- _Page extract_
::::::::::
Opinion
D074058
06-11-2018
Office of the Alternate Public Defender, Megan Marcotte, Chief Deputy Alternate Public Defender, Vickie Fernandes and Amber Kirchenschlager, Deputy Alternate Public Defenders, for Petitioner and Defendant. Summer Stephan, District Attorney, Mark A. Amador and Vanessa C. Gerard, Deputy District Attorneys, for Plaintiff and Respondent.
NOT TO BE PUBLISHED IN OFFICIAL REPORTS
California Rules of Court, rule 8.1115(a), prohibits courts and parties from citing or relying on opinions not certified for publication or ordered published, except as specified by rule 8.1115(b). This opinion has not been certified for publication or ordered published for purposes of rule 8.1115. (San Diego County Super. Ct. No. CD276481) ORIGINAL PROCEEDINGS in habeas corpus. Polly Shamoon and Eugenia Eyherabide, Judges. Relief granted. Office of the Alternate Public Defender, Megan Marcotte, Chief Deputy Alternate Public Defender, Vickie Fernandes and Amber Kirchenschlager, Deputy Alternate Public Defenders, for Petitioner and Defendant. Summer Stephan, District Attorney, Mark A. Amador and Vanessa C. Gerard, Deputy District Attorneys, for Plaintiff and Respondent.
Penal Code section 859b provides in-custody felony defendants with a statutory right to a preliminary hearing within 10 days of their arraignment. Interpreting this statute in People v. Standish (2006) 38 Cal.4th 858 (Standish), the Supreme Court explained that while the People may obtain a continuance extending this 10-day period on a showing of good cause, except in narrow specified circumstances a defendant who objects to such a continuance is entitled to release from custody on his or her own recognizance (OR) during the period of the continuance. In this case, it is undisputed that the People requested a continuance of defendant Courtney Brown's preliminary hearing beyond the 10-day period over Brown's objection to coincide with another codefendant's already-continued preliminary hearing date.
All further statutory references are to the Penal Code.
::::::::::
- _Rows_

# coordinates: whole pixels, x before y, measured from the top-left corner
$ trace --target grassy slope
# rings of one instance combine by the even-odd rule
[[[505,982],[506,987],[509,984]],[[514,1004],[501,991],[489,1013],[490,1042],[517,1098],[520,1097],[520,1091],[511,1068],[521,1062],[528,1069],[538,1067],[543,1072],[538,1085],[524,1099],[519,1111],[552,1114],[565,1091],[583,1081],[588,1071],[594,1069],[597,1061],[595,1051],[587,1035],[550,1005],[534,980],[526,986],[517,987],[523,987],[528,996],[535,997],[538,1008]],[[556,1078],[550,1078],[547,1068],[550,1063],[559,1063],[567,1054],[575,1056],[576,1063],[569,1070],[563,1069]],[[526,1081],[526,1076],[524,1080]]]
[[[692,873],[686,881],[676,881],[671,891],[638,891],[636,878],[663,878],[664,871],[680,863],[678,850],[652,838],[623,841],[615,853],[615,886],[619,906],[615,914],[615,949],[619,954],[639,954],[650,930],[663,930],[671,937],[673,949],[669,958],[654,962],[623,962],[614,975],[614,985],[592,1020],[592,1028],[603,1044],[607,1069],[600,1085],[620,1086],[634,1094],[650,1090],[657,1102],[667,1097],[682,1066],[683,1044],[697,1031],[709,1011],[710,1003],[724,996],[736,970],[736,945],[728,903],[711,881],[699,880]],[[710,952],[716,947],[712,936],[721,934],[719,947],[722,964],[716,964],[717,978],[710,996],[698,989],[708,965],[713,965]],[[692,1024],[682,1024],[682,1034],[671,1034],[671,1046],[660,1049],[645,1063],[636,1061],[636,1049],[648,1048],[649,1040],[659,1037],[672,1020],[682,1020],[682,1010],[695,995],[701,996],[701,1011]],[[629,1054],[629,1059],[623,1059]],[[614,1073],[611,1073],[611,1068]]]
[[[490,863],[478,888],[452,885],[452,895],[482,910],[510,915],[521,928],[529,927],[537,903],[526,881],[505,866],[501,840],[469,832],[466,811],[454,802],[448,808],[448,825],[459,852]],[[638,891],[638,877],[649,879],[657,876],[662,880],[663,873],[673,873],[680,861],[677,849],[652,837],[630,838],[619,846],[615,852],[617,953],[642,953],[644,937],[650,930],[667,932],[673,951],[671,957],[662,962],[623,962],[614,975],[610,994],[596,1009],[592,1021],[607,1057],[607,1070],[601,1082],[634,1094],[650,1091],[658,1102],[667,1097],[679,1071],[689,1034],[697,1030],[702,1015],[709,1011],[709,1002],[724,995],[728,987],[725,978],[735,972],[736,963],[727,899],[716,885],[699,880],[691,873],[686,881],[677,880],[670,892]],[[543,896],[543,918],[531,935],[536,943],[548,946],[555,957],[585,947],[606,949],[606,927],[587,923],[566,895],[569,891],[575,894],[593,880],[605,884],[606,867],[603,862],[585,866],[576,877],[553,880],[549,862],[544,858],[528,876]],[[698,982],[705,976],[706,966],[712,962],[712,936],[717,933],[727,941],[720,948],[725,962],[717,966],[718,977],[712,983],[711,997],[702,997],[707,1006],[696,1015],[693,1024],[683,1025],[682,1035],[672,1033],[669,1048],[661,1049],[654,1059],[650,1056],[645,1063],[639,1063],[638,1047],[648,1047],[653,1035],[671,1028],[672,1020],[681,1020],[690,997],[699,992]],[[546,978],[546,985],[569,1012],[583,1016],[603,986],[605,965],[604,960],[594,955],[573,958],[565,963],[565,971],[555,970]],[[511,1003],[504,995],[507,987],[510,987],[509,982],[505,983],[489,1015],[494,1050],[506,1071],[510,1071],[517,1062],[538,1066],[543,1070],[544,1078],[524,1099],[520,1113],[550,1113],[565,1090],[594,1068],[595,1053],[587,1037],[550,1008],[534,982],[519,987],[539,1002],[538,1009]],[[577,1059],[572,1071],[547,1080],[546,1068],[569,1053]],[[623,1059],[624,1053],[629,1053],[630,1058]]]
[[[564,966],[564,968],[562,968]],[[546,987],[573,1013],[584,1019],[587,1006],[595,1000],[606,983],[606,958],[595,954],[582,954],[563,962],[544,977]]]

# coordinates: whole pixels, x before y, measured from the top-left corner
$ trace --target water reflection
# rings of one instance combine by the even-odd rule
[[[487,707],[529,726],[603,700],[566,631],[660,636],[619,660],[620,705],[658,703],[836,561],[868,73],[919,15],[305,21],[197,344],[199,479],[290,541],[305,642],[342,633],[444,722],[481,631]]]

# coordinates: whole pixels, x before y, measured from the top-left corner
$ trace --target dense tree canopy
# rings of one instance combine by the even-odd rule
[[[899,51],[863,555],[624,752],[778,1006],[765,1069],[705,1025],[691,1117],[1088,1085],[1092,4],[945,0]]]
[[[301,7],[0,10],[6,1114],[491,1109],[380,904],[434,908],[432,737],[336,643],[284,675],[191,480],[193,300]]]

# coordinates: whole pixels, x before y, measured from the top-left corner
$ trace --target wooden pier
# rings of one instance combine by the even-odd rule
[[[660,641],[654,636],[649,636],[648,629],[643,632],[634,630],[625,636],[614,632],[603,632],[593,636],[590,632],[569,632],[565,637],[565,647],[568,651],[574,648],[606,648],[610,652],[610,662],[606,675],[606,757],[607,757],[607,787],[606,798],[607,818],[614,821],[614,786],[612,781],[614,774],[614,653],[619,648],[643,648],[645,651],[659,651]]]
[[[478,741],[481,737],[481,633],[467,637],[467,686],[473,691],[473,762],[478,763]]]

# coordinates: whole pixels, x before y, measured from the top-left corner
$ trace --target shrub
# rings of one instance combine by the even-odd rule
::::::::::
- _Set tasks_
(A) Please reproduce the court opinion from "Penal Code section" up to and including "the Penal Code.", swapping "continuance" for "postponement".
(B) According to the court opinion, how soon after arraignment does Penal Code section 859b entitle in-custody felony defendants to a preliminary hearing?

- _Outputs in order_
(A)
Penal Code section 859b provides in-custody felony defendants with a statutory right to a preliminary hearing within 10 days of their arraignment. Interpreting this statute in People v. Standish (2006) 38 Cal.4th 858 (Standish), the Supreme Court explained that while the People may obtain a postponement extending this 10-day period on a showing of good cause, except in narrow specified circumstances a defendant who objects to such a postponement is entitled to release from custody on his or her own recognizance (OR) during the period of the postponement. In this case, it is undisputed that the People requested a postponement of defendant Courtney Brown's preliminary hearing beyond the 10-day period over Brown's objection to coincide with another codefendant's already-continued preliminary hearing date.
All further statutory references are to the Penal Code.

(B) Within 10 days of their arraignment.